TASK GOAL |
Go through the data and copy every line exactly, but not the images.
======== LISTED RECORDS ========
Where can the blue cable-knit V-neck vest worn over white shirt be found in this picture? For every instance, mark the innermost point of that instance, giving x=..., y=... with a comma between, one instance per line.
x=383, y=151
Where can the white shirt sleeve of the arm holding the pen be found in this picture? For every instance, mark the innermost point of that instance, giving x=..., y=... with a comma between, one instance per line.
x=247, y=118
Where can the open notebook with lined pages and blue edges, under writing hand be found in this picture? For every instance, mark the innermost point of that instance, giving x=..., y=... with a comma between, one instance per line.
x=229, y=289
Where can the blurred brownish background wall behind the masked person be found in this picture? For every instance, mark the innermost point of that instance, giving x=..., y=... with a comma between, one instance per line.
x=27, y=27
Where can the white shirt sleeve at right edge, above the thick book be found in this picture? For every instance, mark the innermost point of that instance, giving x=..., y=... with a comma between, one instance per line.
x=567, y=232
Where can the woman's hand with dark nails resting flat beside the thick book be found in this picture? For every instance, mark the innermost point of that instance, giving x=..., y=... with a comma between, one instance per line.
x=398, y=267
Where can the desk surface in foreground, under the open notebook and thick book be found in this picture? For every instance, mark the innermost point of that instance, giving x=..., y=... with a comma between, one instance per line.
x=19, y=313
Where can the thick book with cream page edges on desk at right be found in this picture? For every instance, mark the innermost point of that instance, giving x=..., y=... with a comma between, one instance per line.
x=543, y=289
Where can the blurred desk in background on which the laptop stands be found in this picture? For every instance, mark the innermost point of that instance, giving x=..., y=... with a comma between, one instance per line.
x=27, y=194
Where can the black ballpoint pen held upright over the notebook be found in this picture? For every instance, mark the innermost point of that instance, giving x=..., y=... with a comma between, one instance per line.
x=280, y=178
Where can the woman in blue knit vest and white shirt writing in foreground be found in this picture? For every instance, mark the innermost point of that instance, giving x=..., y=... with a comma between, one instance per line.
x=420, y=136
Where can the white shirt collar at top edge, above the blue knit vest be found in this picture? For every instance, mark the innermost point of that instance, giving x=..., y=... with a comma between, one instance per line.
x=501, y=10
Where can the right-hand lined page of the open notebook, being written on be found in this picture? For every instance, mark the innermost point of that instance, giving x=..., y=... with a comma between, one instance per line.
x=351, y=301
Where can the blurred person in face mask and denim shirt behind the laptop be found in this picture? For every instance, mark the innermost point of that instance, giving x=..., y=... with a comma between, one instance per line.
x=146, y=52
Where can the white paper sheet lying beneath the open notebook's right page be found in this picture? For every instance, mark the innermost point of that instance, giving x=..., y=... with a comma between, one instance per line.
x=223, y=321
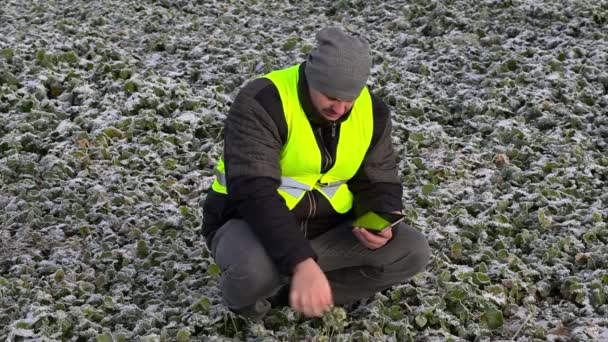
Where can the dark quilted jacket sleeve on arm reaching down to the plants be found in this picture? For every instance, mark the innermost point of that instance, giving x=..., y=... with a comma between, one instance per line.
x=252, y=148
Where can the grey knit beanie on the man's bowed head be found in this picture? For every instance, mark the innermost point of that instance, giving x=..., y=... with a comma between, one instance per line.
x=340, y=64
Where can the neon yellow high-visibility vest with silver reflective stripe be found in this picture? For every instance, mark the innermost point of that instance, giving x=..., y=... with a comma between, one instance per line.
x=301, y=159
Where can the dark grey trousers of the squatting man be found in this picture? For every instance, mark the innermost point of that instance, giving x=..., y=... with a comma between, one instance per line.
x=354, y=272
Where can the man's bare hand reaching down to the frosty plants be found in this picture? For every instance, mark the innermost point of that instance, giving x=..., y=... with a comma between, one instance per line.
x=310, y=292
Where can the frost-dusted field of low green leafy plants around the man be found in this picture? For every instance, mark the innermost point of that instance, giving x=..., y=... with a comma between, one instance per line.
x=111, y=122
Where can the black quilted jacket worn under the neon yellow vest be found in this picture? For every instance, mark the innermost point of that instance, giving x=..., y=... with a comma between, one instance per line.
x=255, y=132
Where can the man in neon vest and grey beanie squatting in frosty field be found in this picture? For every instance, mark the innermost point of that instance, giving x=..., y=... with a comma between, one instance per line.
x=305, y=148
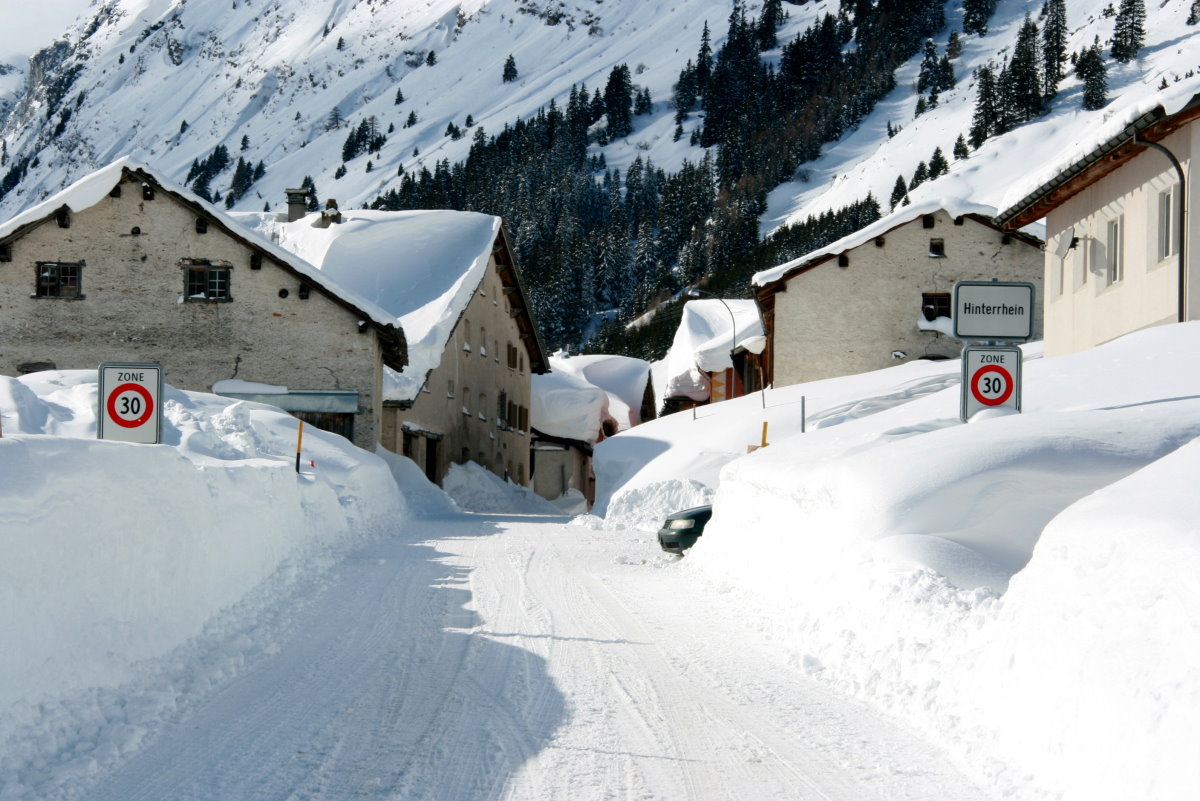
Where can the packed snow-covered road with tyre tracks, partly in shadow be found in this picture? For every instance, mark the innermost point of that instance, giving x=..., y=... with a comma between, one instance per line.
x=508, y=658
========
ANSWER TO THE EXERCISE |
Where can the blue cable-knit V-neck vest worn over white shirt be found in this picture? For every instance, mark the innermost point of that instance, giving x=..., y=... with a comma between, one instance per line.
x=383, y=151
Where can the white shirt sleeve of the arm holding the pen be found in this picture? For every instance, mark the innermost point of that instance, giving x=..., y=... with a comma between, one instance per line.
x=247, y=118
Where can the open notebook with lined pages and blue edges, under writing hand be found in this picture? For every instance, mark the innermost point of that instance, giving x=..., y=... with a comma between, one instance per line.
x=229, y=289
Where can the blurred brownish background wall behind the masked person be found in this picture? For every instance, mark the innermost point of that instance, giving x=..., y=... with a comma between, one instance per line.
x=27, y=27
Where can the white shirt sleeve at right edge, above the thick book be found in this picture? For every instance, mark the innermost point of that instance, giving x=..., y=... with a comma between, one instance per line.
x=567, y=232
Where can the woman's hand with dark nails resting flat beside the thick book be found in this picture? For every instance, mark the innermost point of that instance, giving x=..., y=... with a comma between, one instance per line.
x=398, y=267
Where can the desk surface in foreground, under the open notebook and thick book be found in this picture? For every instance, mark the innermost point of that instance, giving x=..., y=... with a comma between, one instance per line.
x=19, y=313
Where can the thick book with cream page edges on desk at right be found in this picture? For every instance, mark the innermost point of that instance, giving x=..., y=... with a comma between, one instance per line.
x=543, y=289
Where can the blurred desk in background on which the laptop stands be found in this picture? For every instance, mark the innermost point of that instance, giving x=..., y=... with a comma between, one instance per line.
x=27, y=194
Where can the black ballpoint pen held upright over the notebook be found in this picture? For every instance, mark the innermost point of that instance, giving x=..., y=... with a comma between, one instance per line.
x=280, y=178
Where can the woman in blue knit vest and white shirt writing in foreground be found in this picture? For every instance, mark the innermost point of that instance, giving x=..., y=... with a comma between, one instance per line.
x=420, y=136
Where can the white shirt collar at top edge, above the blue knit vest be found in this picture? For every instance, mark the innermost point of that instance, giving x=..., y=... with a comma between, one instance per line.
x=501, y=10
Where can the right-hand lined page of the open notebook, being written on be found in this picture? For every instance, mark the innermost point of that instance, giving x=..., y=... with a comma between, one instance per line.
x=351, y=301
Where can the blurred person in face mask and denim shirt behind the laptop be found in this picture? For every instance, mark the innermost point of that instance, giving x=..., y=... with a comma between, one instance per line.
x=146, y=52
Where can the white paper sheet lying beneath the open notebook's right page be found in this picture? For every instance, mark the innermost point of that instance, giving x=..., y=... with a comma between, one instance per line.
x=223, y=321
Where can the dark quilted jacket sleeve on arm reaching down to the plants be found in this picture? For every instance, mark the innermost point of that instance, giving x=..., y=... with a comma between, one instance per line.
x=252, y=148
Where can the grey knit beanie on the man's bowed head be found in this picture? For every instance, mark the innermost point of that instance, giving x=..., y=... with a comma between, one instance per line.
x=340, y=64
Where can the neon yellow high-visibility vest with silver reflective stripe be found in this picture? For every instance, mark the innermost point of that instance, giving x=..., y=... with a comma between, one instance per line.
x=301, y=159
Where can the dark grey trousers of the squatting man be found in this picture? For every instance, mark the innermost point of that instance, giving x=..., y=... with a comma between, one instance per line.
x=354, y=272
Where can the man's bare hand reaching down to the frosty plants be found in this picture? For every instance, mark the innermost point of that instance, giving x=..., y=... with a comma between, one instance per line.
x=310, y=292
Where can the frost-dusted field of low green leafy plants around the man be found in this picture? For every instance, mark the innermost point of that instance, giving x=..., y=... with a comma between, one instance per line.
x=111, y=122
Where can the black quilted jacket worn under the neon yellow vest be found in this picture? For every instance, mark the innermost point of that instance, giving x=..., y=... with a comma between, one instance per line.
x=255, y=132
Where can the man in neon vest and grey beanie squatting in frosty field be found in this picture? For every instance, mark the innermost point of that instance, giving x=..., y=... with a comma between, one instance per line.
x=305, y=148
Where can the packed snow-covered road with tyre tracks, partly in shadow be found in this picture? For every instance, mark the innermost point of that instance, giving x=..., y=... with a comma between, one instance per line.
x=508, y=658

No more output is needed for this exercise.